Task directions >> List every line in the entries below that contains the word "temple".

Information provided >>
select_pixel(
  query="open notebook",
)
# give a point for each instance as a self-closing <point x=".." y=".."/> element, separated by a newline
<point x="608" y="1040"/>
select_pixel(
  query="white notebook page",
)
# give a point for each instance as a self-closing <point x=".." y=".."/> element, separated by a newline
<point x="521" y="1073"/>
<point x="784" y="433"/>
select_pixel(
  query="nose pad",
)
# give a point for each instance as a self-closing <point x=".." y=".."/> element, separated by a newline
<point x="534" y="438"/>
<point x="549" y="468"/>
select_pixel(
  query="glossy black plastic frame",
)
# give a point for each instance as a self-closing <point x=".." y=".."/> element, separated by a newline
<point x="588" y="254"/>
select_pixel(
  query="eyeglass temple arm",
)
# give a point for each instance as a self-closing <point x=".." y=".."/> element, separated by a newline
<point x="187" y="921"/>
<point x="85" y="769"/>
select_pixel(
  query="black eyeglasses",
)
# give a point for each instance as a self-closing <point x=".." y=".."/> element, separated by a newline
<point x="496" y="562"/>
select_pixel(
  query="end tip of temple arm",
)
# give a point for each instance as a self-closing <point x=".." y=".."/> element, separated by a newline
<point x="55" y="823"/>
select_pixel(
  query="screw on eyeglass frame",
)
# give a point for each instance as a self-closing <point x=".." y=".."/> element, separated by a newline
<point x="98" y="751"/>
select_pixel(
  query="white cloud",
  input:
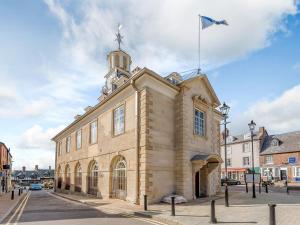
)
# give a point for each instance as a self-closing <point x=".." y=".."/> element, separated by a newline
<point x="281" y="114"/>
<point x="157" y="31"/>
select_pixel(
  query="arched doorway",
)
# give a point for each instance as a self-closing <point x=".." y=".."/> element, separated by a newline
<point x="78" y="177"/>
<point x="68" y="177"/>
<point x="93" y="178"/>
<point x="203" y="165"/>
<point x="59" y="178"/>
<point x="119" y="178"/>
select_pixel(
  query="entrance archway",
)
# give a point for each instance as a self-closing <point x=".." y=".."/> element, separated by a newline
<point x="119" y="178"/>
<point x="59" y="179"/>
<point x="93" y="178"/>
<point x="203" y="165"/>
<point x="67" y="177"/>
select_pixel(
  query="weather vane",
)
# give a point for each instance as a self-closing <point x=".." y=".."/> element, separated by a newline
<point x="119" y="36"/>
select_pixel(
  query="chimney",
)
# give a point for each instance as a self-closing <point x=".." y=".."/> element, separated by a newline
<point x="88" y="108"/>
<point x="77" y="117"/>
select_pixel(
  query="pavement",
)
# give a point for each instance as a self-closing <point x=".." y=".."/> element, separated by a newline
<point x="7" y="205"/>
<point x="44" y="208"/>
<point x="243" y="210"/>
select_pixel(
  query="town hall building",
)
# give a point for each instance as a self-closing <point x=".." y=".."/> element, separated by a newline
<point x="147" y="135"/>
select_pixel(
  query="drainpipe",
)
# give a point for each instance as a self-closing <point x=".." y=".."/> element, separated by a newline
<point x="137" y="133"/>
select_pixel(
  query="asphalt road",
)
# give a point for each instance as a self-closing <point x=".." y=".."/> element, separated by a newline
<point x="242" y="188"/>
<point x="41" y="207"/>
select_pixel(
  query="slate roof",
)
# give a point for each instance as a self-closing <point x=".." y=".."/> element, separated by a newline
<point x="288" y="142"/>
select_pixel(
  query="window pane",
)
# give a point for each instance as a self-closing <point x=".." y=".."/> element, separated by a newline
<point x="119" y="120"/>
<point x="199" y="125"/>
<point x="78" y="139"/>
<point x="68" y="144"/>
<point x="93" y="132"/>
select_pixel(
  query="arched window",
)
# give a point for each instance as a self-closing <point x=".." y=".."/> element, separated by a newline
<point x="78" y="177"/>
<point x="119" y="178"/>
<point x="93" y="178"/>
<point x="59" y="177"/>
<point x="67" y="177"/>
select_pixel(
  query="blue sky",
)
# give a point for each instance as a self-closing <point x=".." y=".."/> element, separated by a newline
<point x="52" y="61"/>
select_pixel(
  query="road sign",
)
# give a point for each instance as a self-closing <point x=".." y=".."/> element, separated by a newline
<point x="249" y="178"/>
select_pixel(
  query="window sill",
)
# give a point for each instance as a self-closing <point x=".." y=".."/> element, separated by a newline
<point x="117" y="135"/>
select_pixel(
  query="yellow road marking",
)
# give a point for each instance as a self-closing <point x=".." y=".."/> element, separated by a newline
<point x="15" y="212"/>
<point x="143" y="219"/>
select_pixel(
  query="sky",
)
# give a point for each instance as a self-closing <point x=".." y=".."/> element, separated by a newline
<point x="53" y="61"/>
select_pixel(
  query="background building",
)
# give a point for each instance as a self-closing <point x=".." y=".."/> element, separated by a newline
<point x="239" y="153"/>
<point x="5" y="168"/>
<point x="26" y="177"/>
<point x="280" y="157"/>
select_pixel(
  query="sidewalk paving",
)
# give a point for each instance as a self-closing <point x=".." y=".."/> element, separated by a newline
<point x="7" y="205"/>
<point x="243" y="209"/>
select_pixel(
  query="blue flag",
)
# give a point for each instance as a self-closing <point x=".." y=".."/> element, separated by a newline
<point x="207" y="22"/>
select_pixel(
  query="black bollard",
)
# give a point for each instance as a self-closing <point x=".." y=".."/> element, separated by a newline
<point x="226" y="195"/>
<point x="272" y="219"/>
<point x="173" y="205"/>
<point x="145" y="203"/>
<point x="212" y="212"/>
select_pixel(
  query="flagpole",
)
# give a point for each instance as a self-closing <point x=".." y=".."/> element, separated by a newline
<point x="199" y="65"/>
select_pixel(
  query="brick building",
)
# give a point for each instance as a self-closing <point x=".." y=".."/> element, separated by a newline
<point x="280" y="157"/>
<point x="5" y="168"/>
<point x="239" y="153"/>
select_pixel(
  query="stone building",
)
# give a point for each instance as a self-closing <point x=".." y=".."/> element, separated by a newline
<point x="239" y="153"/>
<point x="5" y="168"/>
<point x="146" y="135"/>
<point x="280" y="157"/>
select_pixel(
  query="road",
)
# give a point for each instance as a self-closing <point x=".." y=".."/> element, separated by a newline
<point x="242" y="188"/>
<point x="42" y="207"/>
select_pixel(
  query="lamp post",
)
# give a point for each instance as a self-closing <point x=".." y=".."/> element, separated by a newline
<point x="252" y="128"/>
<point x="224" y="110"/>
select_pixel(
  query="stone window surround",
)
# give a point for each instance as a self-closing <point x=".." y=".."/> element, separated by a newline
<point x="244" y="164"/>
<point x="90" y="132"/>
<point x="76" y="133"/>
<point x="199" y="104"/>
<point x="59" y="148"/>
<point x="68" y="144"/>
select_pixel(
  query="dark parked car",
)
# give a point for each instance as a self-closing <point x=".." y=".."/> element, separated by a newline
<point x="230" y="181"/>
<point x="34" y="187"/>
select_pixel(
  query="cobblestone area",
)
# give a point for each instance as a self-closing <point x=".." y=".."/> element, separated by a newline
<point x="6" y="204"/>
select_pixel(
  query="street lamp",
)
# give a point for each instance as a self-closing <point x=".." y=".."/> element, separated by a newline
<point x="252" y="128"/>
<point x="225" y="110"/>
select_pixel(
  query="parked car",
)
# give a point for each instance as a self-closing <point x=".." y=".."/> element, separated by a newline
<point x="36" y="187"/>
<point x="230" y="181"/>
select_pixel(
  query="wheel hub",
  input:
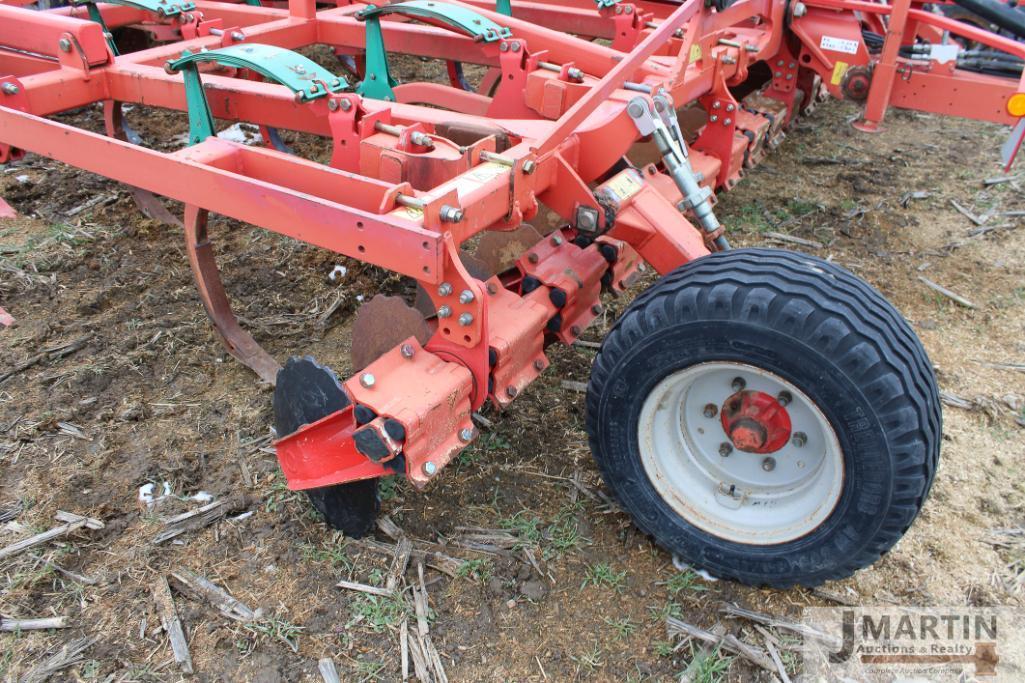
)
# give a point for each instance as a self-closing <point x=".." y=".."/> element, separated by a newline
<point x="755" y="422"/>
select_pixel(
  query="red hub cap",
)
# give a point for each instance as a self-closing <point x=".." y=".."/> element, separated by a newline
<point x="755" y="422"/>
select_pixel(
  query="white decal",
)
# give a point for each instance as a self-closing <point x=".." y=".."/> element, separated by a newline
<point x="838" y="45"/>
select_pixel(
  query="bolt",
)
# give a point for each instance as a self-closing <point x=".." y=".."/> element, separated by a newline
<point x="451" y="213"/>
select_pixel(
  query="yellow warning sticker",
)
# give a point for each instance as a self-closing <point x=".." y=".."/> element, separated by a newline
<point x="623" y="186"/>
<point x="408" y="212"/>
<point x="838" y="72"/>
<point x="478" y="175"/>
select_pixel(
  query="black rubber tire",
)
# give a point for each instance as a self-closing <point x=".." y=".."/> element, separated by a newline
<point x="305" y="392"/>
<point x="831" y="335"/>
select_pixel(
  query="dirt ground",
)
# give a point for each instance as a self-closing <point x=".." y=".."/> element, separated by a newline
<point x="146" y="396"/>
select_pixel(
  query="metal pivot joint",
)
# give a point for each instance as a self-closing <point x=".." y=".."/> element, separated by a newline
<point x="664" y="129"/>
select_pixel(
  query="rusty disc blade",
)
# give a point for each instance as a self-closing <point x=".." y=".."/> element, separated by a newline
<point x="380" y="324"/>
<point x="497" y="251"/>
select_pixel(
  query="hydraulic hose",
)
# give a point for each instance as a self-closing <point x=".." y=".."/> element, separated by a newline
<point x="996" y="12"/>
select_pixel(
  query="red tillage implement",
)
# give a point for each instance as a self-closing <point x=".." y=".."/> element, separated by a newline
<point x="763" y="413"/>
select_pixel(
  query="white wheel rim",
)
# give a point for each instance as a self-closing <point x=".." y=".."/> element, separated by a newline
<point x="737" y="497"/>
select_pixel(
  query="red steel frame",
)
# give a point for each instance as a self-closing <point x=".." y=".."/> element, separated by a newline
<point x="563" y="132"/>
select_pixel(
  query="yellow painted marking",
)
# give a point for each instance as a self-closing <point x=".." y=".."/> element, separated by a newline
<point x="838" y="72"/>
<point x="624" y="185"/>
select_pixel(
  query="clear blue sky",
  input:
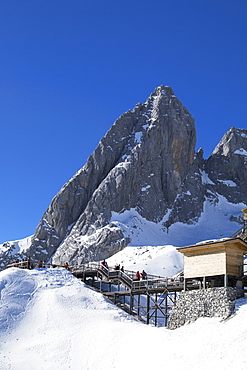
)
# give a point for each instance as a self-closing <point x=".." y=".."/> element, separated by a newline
<point x="70" y="68"/>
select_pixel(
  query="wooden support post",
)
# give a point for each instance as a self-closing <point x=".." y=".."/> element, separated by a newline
<point x="225" y="281"/>
<point x="156" y="309"/>
<point x="185" y="284"/>
<point x="131" y="303"/>
<point x="138" y="308"/>
<point x="148" y="308"/>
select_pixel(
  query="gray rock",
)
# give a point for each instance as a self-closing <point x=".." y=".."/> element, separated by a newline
<point x="145" y="163"/>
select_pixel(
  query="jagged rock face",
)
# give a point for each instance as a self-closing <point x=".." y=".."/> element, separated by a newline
<point x="228" y="163"/>
<point x="143" y="159"/>
<point x="145" y="172"/>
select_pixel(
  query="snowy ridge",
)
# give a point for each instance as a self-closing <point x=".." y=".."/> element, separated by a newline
<point x="51" y="320"/>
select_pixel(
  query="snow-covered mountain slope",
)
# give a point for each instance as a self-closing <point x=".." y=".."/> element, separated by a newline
<point x="51" y="320"/>
<point x="144" y="185"/>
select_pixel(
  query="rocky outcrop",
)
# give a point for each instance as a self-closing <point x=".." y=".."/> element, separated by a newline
<point x="143" y="159"/>
<point x="145" y="176"/>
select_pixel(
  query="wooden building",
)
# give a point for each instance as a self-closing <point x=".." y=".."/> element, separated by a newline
<point x="215" y="263"/>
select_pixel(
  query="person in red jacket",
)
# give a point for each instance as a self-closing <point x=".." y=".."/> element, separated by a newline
<point x="138" y="276"/>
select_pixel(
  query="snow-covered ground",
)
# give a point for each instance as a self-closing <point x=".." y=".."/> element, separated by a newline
<point x="51" y="320"/>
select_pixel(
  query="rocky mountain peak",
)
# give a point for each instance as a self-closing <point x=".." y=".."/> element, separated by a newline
<point x="144" y="175"/>
<point x="233" y="141"/>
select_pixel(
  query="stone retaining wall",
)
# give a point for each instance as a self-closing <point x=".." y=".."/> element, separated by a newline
<point x="212" y="302"/>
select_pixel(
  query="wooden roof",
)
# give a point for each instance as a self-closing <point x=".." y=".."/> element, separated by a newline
<point x="215" y="244"/>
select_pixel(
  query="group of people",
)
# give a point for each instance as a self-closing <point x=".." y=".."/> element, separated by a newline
<point x="138" y="275"/>
<point x="142" y="275"/>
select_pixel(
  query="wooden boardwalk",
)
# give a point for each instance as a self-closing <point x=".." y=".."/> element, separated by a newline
<point x="150" y="300"/>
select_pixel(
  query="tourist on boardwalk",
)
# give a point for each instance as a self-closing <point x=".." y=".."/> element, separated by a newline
<point x="144" y="275"/>
<point x="138" y="276"/>
<point x="104" y="264"/>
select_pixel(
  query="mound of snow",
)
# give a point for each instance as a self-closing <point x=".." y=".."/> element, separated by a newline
<point x="51" y="320"/>
<point x="161" y="260"/>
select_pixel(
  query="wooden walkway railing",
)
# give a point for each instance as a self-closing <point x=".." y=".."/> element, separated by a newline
<point x="152" y="282"/>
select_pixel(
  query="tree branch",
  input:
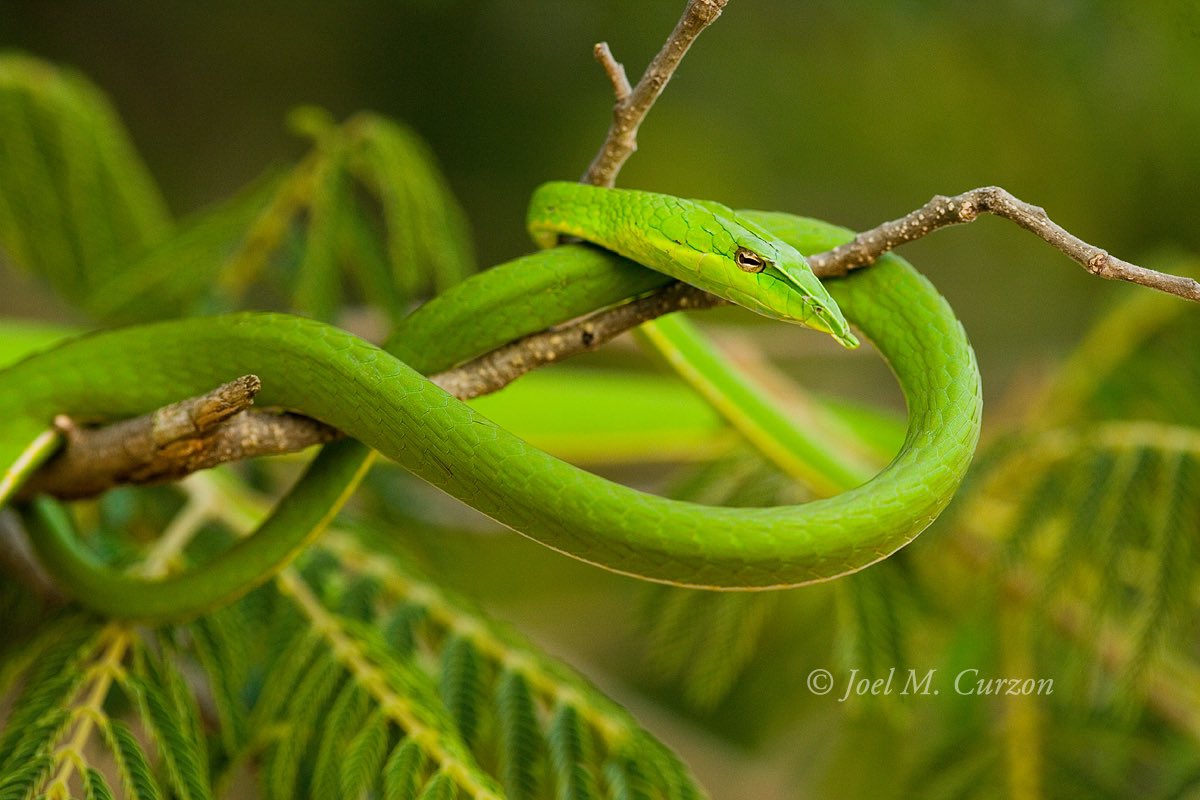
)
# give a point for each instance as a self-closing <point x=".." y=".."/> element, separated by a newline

The solution >>
  query="eyeglass temple arm",
  query="end tip of temple arm",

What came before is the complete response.